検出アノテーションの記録
※ ※ ※

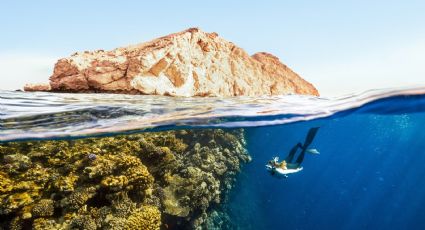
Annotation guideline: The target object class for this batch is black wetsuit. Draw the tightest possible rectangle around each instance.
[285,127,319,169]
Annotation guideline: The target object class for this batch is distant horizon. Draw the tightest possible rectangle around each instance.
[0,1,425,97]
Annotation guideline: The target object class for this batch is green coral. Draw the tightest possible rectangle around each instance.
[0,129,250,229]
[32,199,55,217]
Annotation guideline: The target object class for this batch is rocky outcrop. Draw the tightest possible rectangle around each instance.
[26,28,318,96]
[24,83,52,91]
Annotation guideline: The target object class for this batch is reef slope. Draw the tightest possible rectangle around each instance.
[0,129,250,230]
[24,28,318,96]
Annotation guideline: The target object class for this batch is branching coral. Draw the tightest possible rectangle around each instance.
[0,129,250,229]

※ ※ ※

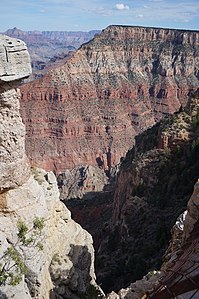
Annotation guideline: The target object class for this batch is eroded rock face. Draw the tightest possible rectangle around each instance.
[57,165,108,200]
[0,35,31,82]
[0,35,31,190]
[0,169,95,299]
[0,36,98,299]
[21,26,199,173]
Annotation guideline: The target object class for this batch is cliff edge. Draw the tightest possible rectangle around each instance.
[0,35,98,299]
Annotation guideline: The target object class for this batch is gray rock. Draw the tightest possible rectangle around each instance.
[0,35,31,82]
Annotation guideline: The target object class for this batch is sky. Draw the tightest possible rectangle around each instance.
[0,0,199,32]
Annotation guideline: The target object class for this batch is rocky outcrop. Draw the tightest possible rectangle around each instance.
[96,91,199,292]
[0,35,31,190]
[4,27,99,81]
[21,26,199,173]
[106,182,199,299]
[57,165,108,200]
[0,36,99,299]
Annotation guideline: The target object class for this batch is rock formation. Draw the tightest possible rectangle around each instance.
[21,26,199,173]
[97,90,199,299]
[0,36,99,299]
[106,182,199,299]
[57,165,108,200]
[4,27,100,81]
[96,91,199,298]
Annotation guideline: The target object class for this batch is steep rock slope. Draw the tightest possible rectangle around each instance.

※ ※ ※

- [問題]: 「batch is black」を含む行から「[24,28,318,96]」を含む行までを、「tightest」だけを「smallest」に置き換えて書き直し、ほかはそのまま出してください。

- [記述回答]:
Annotation guideline: The target object class for this batch is black wetsuit. Draw the smallest possible rectangle around each instance.
[285,127,319,169]
Annotation guideline: The target object class for this batch is distant horizon. Draw the smallest possible rectangle around each instance.
[0,1,425,97]
Annotation guideline: The target object class for this batch is green coral. Draw the smallest possible rectangle around each instance.
[0,129,250,229]
[32,199,55,217]
Annotation guideline: The target object class for this batch is rocky outcrop. Draw the smallest possible rectangle around each instance.
[26,28,318,96]
[24,83,52,91]
Annotation guideline: The target object class for this batch is reef slope. Draw the smallest possible rectangle around each instance.
[0,129,250,230]
[24,28,318,96]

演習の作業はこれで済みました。